Selected passage |
********

We went to the theater, then a bunch of us went over to the club. We brushed by [the MPs], went in and sat down. Col. Selway … put us under barrack arrest. They had a barbed-wire fence around our area. We could look out and see the Italian POWs walking around, going to the PX. We would meet in the lavatory.
— LeRoy Battle

The 'mutineers' were told to sign an affidavit apologizing for their actions and promising not to enter the club again. Battle and the other nineteen refused, despite the threat of court-martial. In his autobiography, he explained his reasoning:We were very cognizant of the fact that, theoretically, because this was during wartime, we could be brought up on charges of treason, or mutiny, and consequently executed. There was a very real danger that this could happen. The idea of people taking aggressive civil rights action was not yet established in the public mind, much less in the context of the military with its far greater restrictions on personal liberties. Bear in mind that our actions came 10 years before Rosa Parks refused to give her seat to a white man in Montgomery, Alabama, and more than 20 years before Martin Luther King, Jr. marched on Washington. Still, we were committed to our cause, and believed that whatever the outcome, we had no choice but to proceed as we did.

Battle received a formal reprimand. He returned to training before being honorably discharged in August 1945. In 1995, his reprimand was finally expunged.

********

Tasks for this exercise |
[A] Please list every person named in the passage about LeRoy Battle.
[B] Output the LeRoy Battle passage word for word from "Battle received a" up to and including "was finally expunged.".
The data that follows isn't needed.

Saved entries
********

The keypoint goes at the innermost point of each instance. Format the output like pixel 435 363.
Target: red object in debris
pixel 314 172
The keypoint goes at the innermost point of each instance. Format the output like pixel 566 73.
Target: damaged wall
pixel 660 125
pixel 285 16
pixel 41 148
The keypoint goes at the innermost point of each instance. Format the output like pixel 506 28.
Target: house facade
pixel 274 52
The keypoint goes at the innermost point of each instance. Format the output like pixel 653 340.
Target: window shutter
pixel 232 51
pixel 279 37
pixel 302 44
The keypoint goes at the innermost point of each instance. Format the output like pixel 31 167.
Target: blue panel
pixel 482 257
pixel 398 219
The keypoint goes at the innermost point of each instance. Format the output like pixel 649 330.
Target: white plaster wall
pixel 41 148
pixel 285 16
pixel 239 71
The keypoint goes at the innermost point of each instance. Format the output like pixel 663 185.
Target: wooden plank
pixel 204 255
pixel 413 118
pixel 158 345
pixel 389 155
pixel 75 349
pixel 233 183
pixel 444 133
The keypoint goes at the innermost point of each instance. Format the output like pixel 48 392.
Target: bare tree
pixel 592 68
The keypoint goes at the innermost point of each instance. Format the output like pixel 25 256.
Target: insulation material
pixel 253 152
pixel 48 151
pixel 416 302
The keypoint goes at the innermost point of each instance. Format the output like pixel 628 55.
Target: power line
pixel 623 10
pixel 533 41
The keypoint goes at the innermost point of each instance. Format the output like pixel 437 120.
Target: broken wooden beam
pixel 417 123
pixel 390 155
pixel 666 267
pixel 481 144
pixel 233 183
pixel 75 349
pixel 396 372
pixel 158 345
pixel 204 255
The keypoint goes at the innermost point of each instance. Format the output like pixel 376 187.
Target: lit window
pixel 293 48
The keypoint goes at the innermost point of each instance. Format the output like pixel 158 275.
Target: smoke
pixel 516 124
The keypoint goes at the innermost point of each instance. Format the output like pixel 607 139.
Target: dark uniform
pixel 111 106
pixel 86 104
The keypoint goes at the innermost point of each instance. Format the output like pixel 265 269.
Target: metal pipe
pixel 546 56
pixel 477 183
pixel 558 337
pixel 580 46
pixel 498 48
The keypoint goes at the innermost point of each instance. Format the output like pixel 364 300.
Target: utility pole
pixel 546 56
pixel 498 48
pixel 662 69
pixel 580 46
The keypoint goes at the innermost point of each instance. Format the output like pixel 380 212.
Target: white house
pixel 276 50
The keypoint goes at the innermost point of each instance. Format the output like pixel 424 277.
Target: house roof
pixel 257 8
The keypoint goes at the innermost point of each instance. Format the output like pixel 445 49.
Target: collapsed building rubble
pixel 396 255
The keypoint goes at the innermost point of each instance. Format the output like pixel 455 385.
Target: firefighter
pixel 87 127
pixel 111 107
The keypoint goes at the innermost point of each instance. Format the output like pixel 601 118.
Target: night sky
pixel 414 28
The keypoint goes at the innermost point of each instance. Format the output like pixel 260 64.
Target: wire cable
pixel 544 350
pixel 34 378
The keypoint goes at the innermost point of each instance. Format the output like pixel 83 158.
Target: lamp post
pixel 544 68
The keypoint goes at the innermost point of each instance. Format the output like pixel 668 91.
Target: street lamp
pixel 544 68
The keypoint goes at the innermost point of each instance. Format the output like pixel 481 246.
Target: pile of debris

********

Answers for the tasks |
[A] LeRoy Battle, Col. Selway, Rosa Parks, Martin Luther King, Jr.

[B]
Battle received a formal reprimand. He returned to training before being honorably discharged in August 1945. In 1995, his reprimand was finally expunged.